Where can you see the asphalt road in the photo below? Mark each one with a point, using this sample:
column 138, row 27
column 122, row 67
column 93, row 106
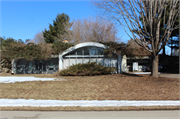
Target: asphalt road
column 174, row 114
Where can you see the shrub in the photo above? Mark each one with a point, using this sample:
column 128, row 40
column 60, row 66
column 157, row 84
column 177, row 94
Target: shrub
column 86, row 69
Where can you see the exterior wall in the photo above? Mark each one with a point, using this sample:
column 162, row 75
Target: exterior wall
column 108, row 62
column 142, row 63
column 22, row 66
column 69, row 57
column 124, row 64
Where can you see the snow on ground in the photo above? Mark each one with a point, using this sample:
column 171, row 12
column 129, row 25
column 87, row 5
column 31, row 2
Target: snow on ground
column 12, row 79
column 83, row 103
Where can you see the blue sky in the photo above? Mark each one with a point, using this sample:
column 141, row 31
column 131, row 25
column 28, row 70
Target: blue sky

---

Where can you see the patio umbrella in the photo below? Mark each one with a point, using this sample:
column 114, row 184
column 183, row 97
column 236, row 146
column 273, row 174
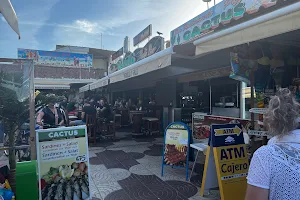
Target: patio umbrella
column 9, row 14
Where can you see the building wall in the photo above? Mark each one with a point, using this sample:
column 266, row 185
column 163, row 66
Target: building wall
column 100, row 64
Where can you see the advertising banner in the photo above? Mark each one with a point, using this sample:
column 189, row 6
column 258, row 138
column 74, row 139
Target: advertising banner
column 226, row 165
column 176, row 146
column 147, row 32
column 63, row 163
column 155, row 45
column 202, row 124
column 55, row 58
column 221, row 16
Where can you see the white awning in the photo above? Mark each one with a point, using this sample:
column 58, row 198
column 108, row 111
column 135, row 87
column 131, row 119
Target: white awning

---

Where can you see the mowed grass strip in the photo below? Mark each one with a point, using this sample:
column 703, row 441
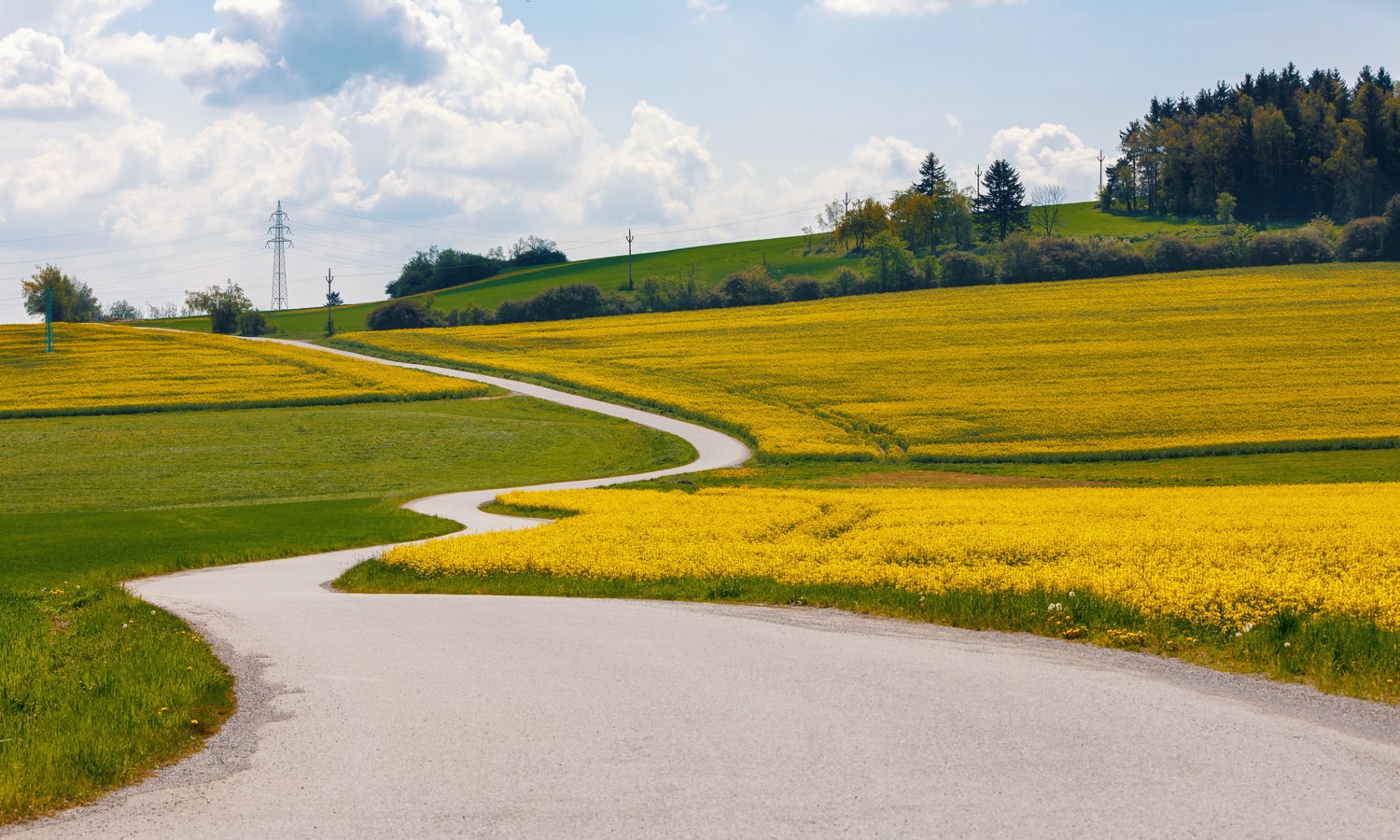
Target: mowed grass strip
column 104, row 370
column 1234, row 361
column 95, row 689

---

* **PROBLEM DETAILS**:
In the listing, change "photo" to "image" everywhere between the lines holding "Where can you see the asphalt" and "column 124, row 64", inclusive, leaving everything else as it is. Return only those lines, without the pictures.

* **PROBLEM SOLUTION**:
Where can you see the asphalt road in the image below? Mark each one with a point, using this sample:
column 138, row 27
column 122, row 67
column 93, row 106
Target: asphalt road
column 174, row 114
Where can you see the shrub in the image above? Mark each one with a point, using this sample:
column 128, row 40
column 60, row 66
column 157, row 84
column 177, row 94
Target: shrub
column 86, row 69
Where can you see the exterior wall in the image above? Mark each one with a point, using this sample:
column 162, row 75
Target: exterior wall
column 108, row 62
column 142, row 63
column 22, row 66
column 69, row 57
column 124, row 64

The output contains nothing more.